### Saved data entries
━━━━
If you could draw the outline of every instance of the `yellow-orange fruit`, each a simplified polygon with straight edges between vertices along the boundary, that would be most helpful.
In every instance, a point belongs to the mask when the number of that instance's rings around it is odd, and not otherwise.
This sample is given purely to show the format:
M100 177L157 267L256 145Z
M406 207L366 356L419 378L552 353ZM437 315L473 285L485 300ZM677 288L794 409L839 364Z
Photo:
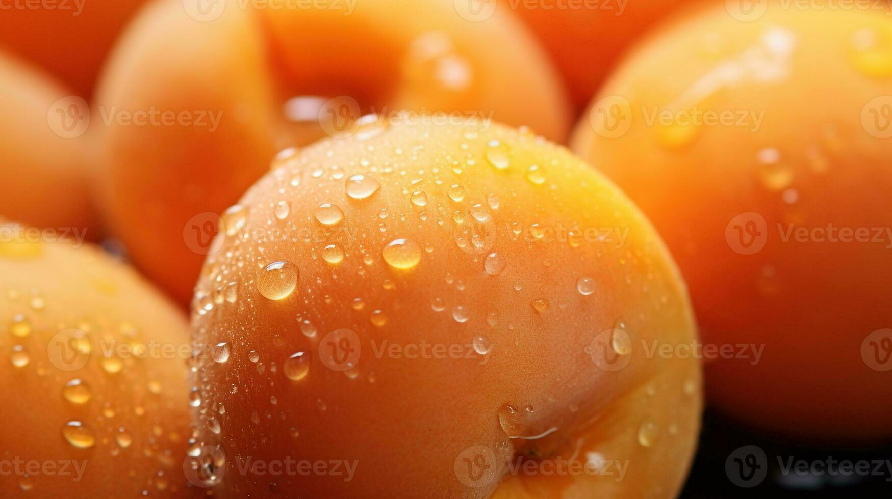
━━━━
### Work to be completed
Please format every line of the listing above as a numbered list, skipping blank lines and leaving out the pictures.

### Written response
1. If you could draw the outline of every instance of the `yellow-orange fruit`, each a simplified polygon with straight edges between vertices along the boundary, that would be most helpful.
2. In every instance, a point belongs to the mask when the number of that instance's rings around it is odd, and not otherwise.
3. This sample is given purely to show the format:
4. M100 177L157 267L256 145Z
5. M406 207L366 356L419 378L552 353ZM437 315L473 285L485 300ZM677 288L794 409L839 364Z
6. Photo:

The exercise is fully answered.